How to Make Homemade Mayo

A few weeks ago a reader asked me on Facebook for my recipe for homemade mayonnaise. I knew I posted the recipe, but it was deep in The Sustainable Couple archives. This is a post from June of 2011, which I updated and modified for your reading pleasure.

Since it's a sweltering Iowa summer, John and I eat certain types of foods and meals more than others. For example, John works outside in the construction industry as an electrician, and takes a cold sandwich to work almost everyday. Aside from the meat and cheese, which are bought from the store, the veggies, bread, and mayo are homemade.

Also, I have a big garden again this year, and right now we are eating a lot of lettuce and fresh veggies, mostly in the form of side salads with our meals. Those of you who know me well, know that recently I have begun to de-toxify our home and our meals. In honor of that, I made mayonaisse and Italian dressing FROM SCRATCH - and lived to talk about it.

The Mayo (from New Life on a Homestead)

> [Data rows]:

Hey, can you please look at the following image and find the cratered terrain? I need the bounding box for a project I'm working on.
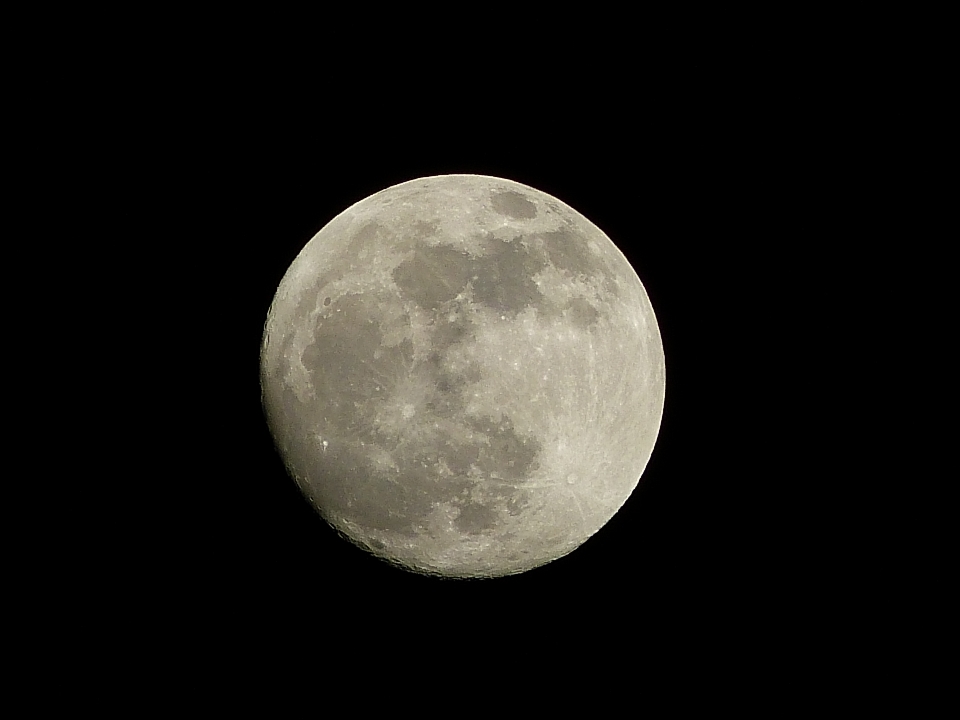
[261,175,665,577]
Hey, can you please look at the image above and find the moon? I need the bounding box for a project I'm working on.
[260,175,665,578]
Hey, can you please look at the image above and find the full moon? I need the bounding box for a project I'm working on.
[260,175,665,578]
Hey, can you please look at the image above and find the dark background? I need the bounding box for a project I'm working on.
[146,53,834,672]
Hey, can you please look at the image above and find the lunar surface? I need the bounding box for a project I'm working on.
[261,175,664,577]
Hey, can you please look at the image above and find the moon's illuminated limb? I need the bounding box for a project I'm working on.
[261,175,664,577]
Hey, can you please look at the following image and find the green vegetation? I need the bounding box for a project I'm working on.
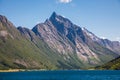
[95,57,120,70]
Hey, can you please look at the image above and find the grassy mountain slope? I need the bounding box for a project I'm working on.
[96,57,120,70]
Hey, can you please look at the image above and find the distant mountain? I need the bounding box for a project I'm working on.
[83,28,120,55]
[96,57,120,70]
[0,12,120,69]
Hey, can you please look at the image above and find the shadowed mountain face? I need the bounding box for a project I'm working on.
[0,12,120,69]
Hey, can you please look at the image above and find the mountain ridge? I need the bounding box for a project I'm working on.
[0,12,119,69]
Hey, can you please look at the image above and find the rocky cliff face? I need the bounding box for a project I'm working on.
[32,12,118,65]
[0,12,120,69]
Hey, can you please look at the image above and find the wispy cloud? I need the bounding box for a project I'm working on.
[116,37,120,41]
[58,0,72,3]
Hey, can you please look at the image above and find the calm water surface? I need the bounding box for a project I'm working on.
[0,70,120,80]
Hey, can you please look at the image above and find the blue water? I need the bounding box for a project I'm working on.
[0,70,120,80]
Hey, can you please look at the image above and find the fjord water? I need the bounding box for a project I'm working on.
[0,70,120,80]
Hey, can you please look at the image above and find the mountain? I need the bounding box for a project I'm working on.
[82,28,120,55]
[32,12,117,66]
[0,12,120,69]
[96,57,120,70]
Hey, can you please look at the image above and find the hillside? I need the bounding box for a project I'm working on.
[0,12,119,70]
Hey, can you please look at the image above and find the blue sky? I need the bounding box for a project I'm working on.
[0,0,120,40]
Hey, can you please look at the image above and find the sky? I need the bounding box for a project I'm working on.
[0,0,120,41]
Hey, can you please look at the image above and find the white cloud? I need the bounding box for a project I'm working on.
[100,36,107,39]
[116,37,120,41]
[59,0,72,3]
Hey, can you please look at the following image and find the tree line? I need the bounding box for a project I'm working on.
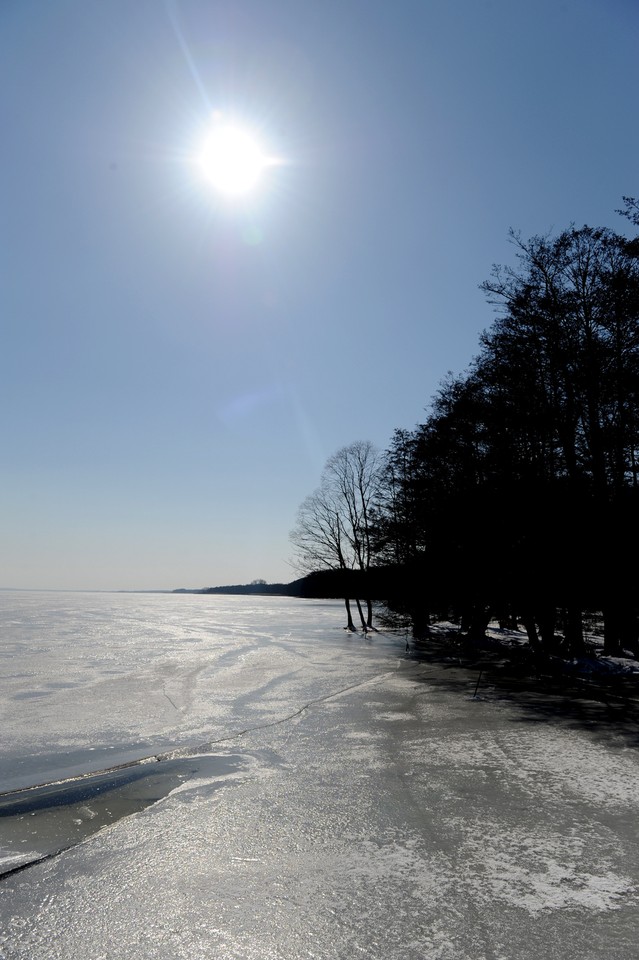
[291,197,639,656]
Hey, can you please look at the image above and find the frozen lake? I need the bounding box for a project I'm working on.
[0,592,401,792]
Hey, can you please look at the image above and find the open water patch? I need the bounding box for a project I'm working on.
[0,754,245,878]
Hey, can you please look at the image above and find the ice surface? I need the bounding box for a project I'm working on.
[0,598,639,960]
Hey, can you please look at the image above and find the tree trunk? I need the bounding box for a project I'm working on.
[564,604,586,657]
[355,600,368,633]
[521,612,539,650]
[366,600,374,630]
[603,601,639,657]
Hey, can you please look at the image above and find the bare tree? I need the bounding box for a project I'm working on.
[290,441,381,630]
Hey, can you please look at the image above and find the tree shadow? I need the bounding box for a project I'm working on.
[408,638,639,749]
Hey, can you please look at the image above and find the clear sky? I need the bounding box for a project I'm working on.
[0,0,639,589]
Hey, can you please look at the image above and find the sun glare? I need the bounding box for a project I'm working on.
[200,124,271,197]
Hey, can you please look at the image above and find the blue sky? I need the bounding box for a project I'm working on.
[0,0,639,589]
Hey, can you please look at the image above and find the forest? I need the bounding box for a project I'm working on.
[290,197,639,657]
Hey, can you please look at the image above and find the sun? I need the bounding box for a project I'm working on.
[199,123,271,197]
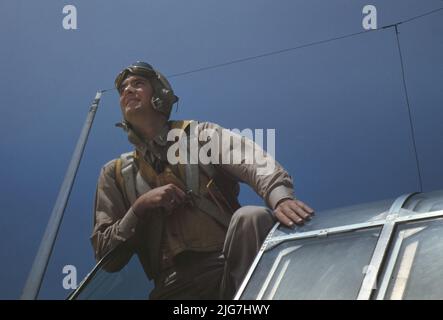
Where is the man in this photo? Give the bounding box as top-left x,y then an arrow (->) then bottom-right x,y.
91,62 -> 314,299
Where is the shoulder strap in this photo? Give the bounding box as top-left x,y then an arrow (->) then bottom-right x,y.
171,121 -> 231,228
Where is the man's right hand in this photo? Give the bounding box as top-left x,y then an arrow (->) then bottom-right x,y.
132,183 -> 187,218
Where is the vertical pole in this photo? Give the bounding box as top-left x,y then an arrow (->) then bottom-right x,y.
21,91 -> 103,300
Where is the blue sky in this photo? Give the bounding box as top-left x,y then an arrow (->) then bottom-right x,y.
0,0 -> 443,299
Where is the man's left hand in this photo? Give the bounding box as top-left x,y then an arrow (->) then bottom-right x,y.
274,199 -> 314,227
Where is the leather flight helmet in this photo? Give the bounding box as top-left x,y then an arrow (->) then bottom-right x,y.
115,61 -> 178,118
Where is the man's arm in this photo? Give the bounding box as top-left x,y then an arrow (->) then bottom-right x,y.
198,122 -> 314,226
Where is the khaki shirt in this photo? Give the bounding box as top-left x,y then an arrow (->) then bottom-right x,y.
91,122 -> 294,276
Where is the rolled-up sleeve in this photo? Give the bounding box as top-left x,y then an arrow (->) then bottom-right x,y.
198,122 -> 295,209
91,160 -> 139,271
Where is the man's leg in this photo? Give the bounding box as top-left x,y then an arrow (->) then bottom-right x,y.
221,206 -> 275,299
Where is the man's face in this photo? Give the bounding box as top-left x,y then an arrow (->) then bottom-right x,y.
118,75 -> 154,121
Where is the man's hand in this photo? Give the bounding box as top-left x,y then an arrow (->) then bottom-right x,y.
274,199 -> 314,227
132,183 -> 187,218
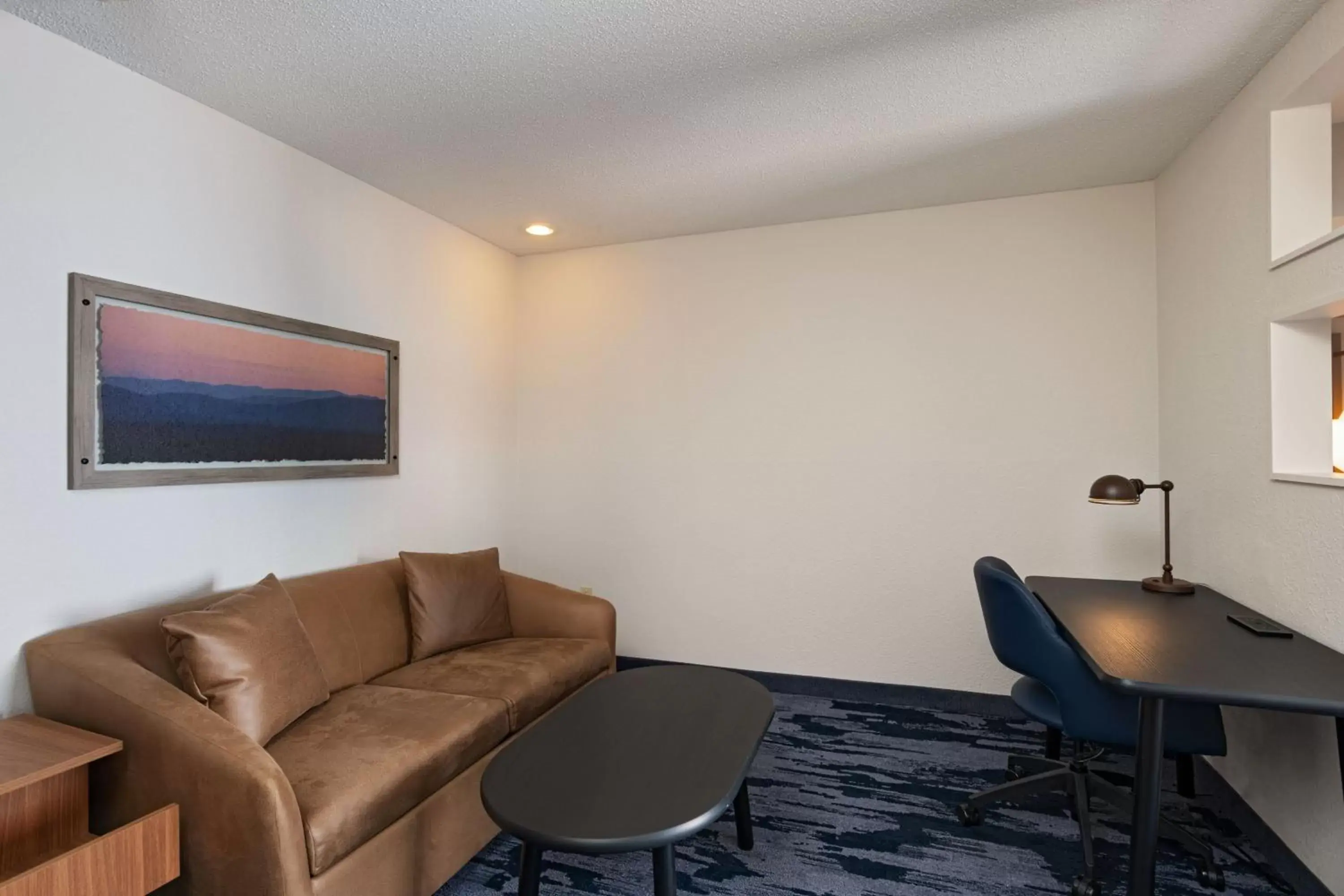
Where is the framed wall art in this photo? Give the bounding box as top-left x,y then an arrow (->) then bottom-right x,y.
70,274 -> 399,489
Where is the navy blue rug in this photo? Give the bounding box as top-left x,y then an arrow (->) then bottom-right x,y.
435,694 -> 1277,896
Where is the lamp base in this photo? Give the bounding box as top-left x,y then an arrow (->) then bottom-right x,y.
1144,575 -> 1195,594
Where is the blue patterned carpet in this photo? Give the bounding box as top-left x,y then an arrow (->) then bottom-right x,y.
437,694 -> 1275,896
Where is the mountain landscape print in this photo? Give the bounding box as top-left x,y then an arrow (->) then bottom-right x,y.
97,298 -> 388,466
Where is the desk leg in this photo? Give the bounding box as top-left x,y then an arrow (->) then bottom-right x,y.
1129,697 -> 1167,896
1335,716 -> 1344,801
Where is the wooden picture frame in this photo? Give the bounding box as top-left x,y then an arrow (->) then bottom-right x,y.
69,274 -> 401,489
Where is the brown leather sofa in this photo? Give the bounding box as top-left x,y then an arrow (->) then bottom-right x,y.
26,560 -> 616,896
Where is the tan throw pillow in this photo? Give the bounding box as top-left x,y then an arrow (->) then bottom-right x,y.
402,548 -> 513,661
159,575 -> 331,747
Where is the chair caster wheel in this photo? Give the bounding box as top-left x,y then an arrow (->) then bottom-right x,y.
957,803 -> 984,827
1068,877 -> 1101,896
1196,862 -> 1227,892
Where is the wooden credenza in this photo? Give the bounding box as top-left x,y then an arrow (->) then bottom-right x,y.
0,716 -> 179,896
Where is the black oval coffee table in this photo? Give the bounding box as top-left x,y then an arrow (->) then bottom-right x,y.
481,666 -> 774,896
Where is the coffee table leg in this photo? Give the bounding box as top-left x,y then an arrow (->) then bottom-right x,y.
517,841 -> 542,896
732,779 -> 755,849
653,844 -> 676,896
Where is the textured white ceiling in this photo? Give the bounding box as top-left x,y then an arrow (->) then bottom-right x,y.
0,0 -> 1321,253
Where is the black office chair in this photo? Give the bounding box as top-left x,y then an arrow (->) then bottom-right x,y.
957,557 -> 1227,896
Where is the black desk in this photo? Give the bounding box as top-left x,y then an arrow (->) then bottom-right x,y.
1027,576 -> 1344,896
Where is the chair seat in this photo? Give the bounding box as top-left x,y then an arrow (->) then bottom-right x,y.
1012,676 -> 1227,756
1012,676 -> 1064,731
371,638 -> 612,731
266,685 -> 508,876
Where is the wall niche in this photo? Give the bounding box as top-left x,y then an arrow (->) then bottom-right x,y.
1269,51 -> 1344,269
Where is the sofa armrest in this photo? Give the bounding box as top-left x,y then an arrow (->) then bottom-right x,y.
504,572 -> 616,670
26,634 -> 313,896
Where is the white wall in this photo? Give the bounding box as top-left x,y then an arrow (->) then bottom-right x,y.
1157,0 -> 1344,892
508,184 -> 1161,692
0,13 -> 515,715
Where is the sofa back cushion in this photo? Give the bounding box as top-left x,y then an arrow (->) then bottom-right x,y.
402,548 -> 513,662
160,575 -> 331,747
26,557 -> 410,693
285,560 -> 410,692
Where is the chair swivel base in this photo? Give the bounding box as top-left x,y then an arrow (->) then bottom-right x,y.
957,755 -> 1227,896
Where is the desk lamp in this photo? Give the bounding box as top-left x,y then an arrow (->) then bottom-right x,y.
1087,474 -> 1195,594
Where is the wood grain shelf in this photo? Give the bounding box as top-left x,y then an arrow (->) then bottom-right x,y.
0,716 -> 180,896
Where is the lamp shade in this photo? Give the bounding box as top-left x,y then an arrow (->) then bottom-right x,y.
1087,474 -> 1138,504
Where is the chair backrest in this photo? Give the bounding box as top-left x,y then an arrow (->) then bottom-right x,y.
976,557 -> 1093,701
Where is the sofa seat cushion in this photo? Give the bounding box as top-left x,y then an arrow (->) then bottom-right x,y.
372,638 -> 612,731
266,685 -> 508,874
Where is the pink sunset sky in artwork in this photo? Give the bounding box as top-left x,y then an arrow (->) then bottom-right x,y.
98,305 -> 387,399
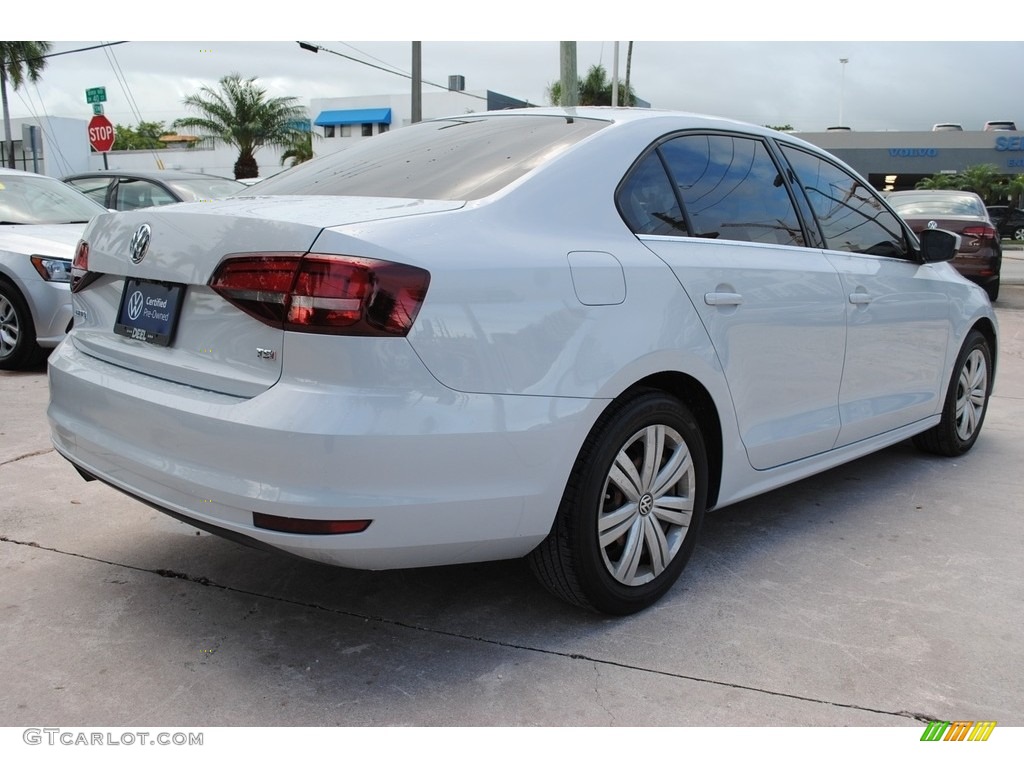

> [Set problem 1]: According to the homemade mayo text, what does John do for work?
> [Set problem 2]: Decide whether each statement agrees with the homemade mayo text, answering yes or no and quoting the words that decide it: (a) The post first appeared in June of 2011. (b) The meat and cheese in John's sandwich are homemade. (c) The lettuce and fresh veggies are eaten mostly as side salads.
> [Set problem 3]: Copy out the homemade mayo text, beginning at the words "Since it's a" and stopping after "talk about it.".

> [Output 1]: He works outside in the construction industry as an electrician.

> [Output 2]:
(a) Yes: "This is a post from June of 2011"
(b) No: "Aside from the meat and cheese, which are bought from the store"
(c) Yes: "mostly in the form of side salads with our meals"

> [Output 3]:
Since it's a sweltering Iowa summer, John and I eat certain types of foods and meals more than others. For example, John works outside in the construction industry as an electrician, and takes a cold sandwich to work almost everyday. Aside from the meat and cheese, which are bought from the store, the veggies, bread, and mayo are homemade.

Also, I have a big garden again this year, and right now we are eating a lot of lettuce and fresh veggies, mostly in the form of side salads with our meals. Those of you who know me well, know that recently I have begun to de-toxify our home and our meals. In honor of that, I made mayonaisse and Italian dressing FROM SCRATCH - and lived to talk about it.